Excerto da página:

Erosofia na antiga poesia chinesa
O poeta francês Charles Baudelaire escreveu: “A estranheza é um ingrediente necessário da beleza”. Ora a estranheza é o elemento compulsivo da poética chinesa. A estranheza, sob a forma de “primavera”, significa amor sentimental entre um homem e uma mulher. A sua origem remonta ao Shijing, o Livro dos Cantares, a mais antiga colecção de poesia chinesa. “Uma rapariga primaveril” significa uma rapariga apaixonada. “Alegria primaveril” significa desejo. “Vaca primaveril” significa chulo. Todos os afrodisíacos estão associados à primavera e Desenhos do Palácio da Primavera é um famoso género chinês dedicado a pequenos quadros pornográficos.
É indiscutível que a língua chinesa é uma língua poética. Lin Yutang, um conhecido académico chinês, disse uma vez que a falta de sentimentos religiosos do povo chinês podia ser compensada pela poesia, porque a poesia proporcionava ao povo um sentimento espiritual e curava os seus traumas.
De facto, todos os burocratas e académicos famosos da China antiga eram poetas ou, pelo menos, aspirantes a poetas, e a literatura chinesa considerou a poesia como a forma mais elevada e a coroa da literatura. Escrever poemas tinha um objectivo claro. Era mais do que a “criação de beleza”, mais do que lazer e até mais do que uma busca artística. Procurava-se aquilo a que chamo “erosofia”, a sabedoria da “primavera”, a “produção de coisas sagradas”, que, segundo George Bataille, “não pode ser revelada sem poesia”.
O próprio presidente Mao Zedong era um poeta e calígrafo ardente (um par inseparável na tradição estética chinesa) e muitos dos seus poemas são subtil ou tentadoramente sexuais, mas não gráficos. Com Mao, dificilmente se pode argumentar que a poesia e a política não têm muito em comum: ambas estão preocupadas com a “produção de coisas sagradas”.

Dados extraídos:
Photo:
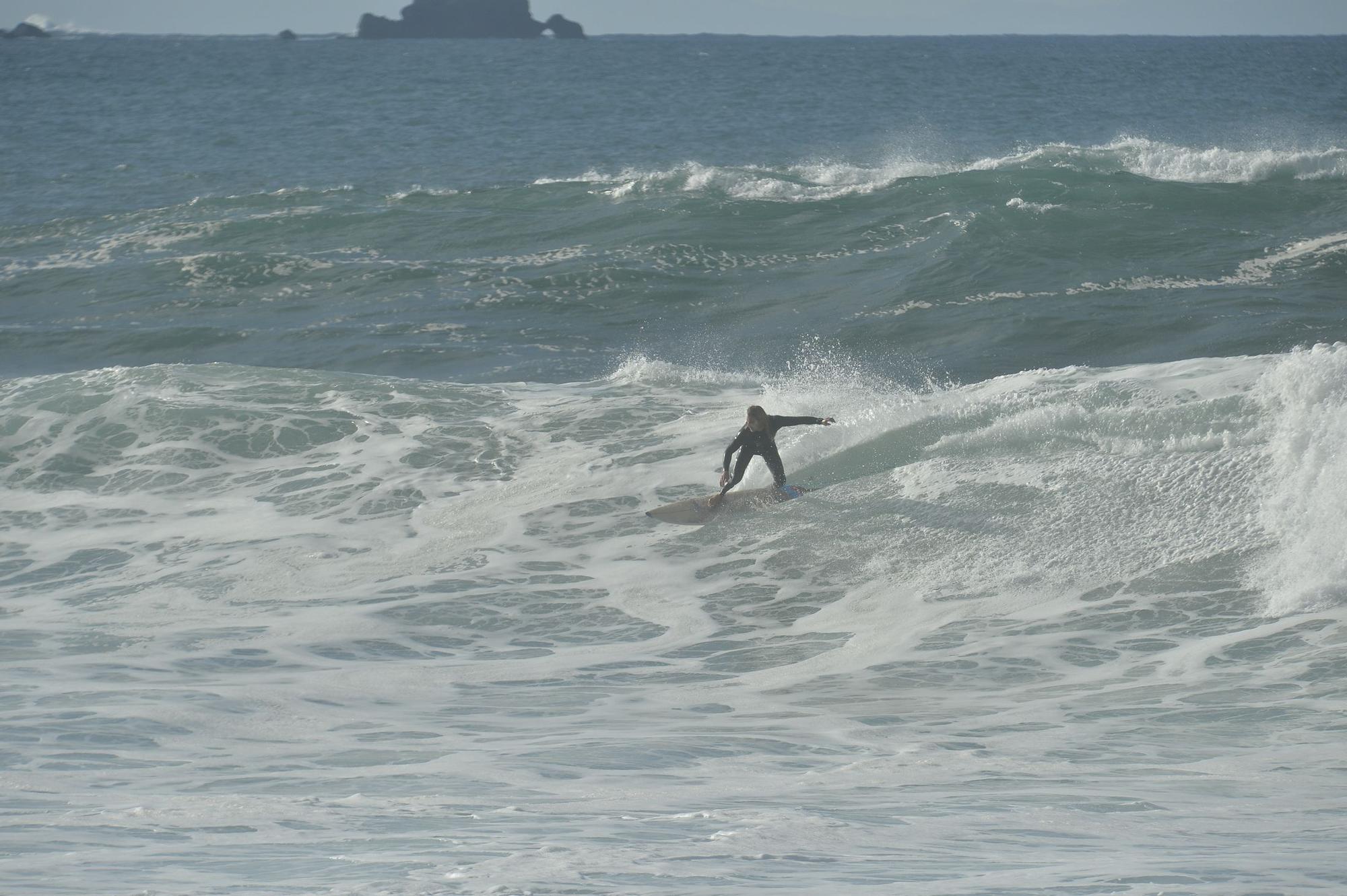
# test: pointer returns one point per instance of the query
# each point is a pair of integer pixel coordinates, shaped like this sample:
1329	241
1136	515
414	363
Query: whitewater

Tarefas a fazer:
1 - Segundo o texto sobre a erosofia, qual é a mais antiga coleção de poesia chinesa?
2 - Copie do texto sobre a erosofia o trecho que vai de "É indiscutível que" até "os seus traumas.".
As entradas não contam para nada aqui.

Respostas às tarefas:
1 - O Shijing, o Livro dos Cantares.

2 -
É indiscutível que a língua chinesa é uma língua poética. Lin Yutang, um conhecido académico chinês, disse uma vez que a falta de sentimentos religiosos do povo chinês podia ser compensada pela poesia, porque a poesia proporcionava ao povo um sentimento espiritual e curava os seus traumas.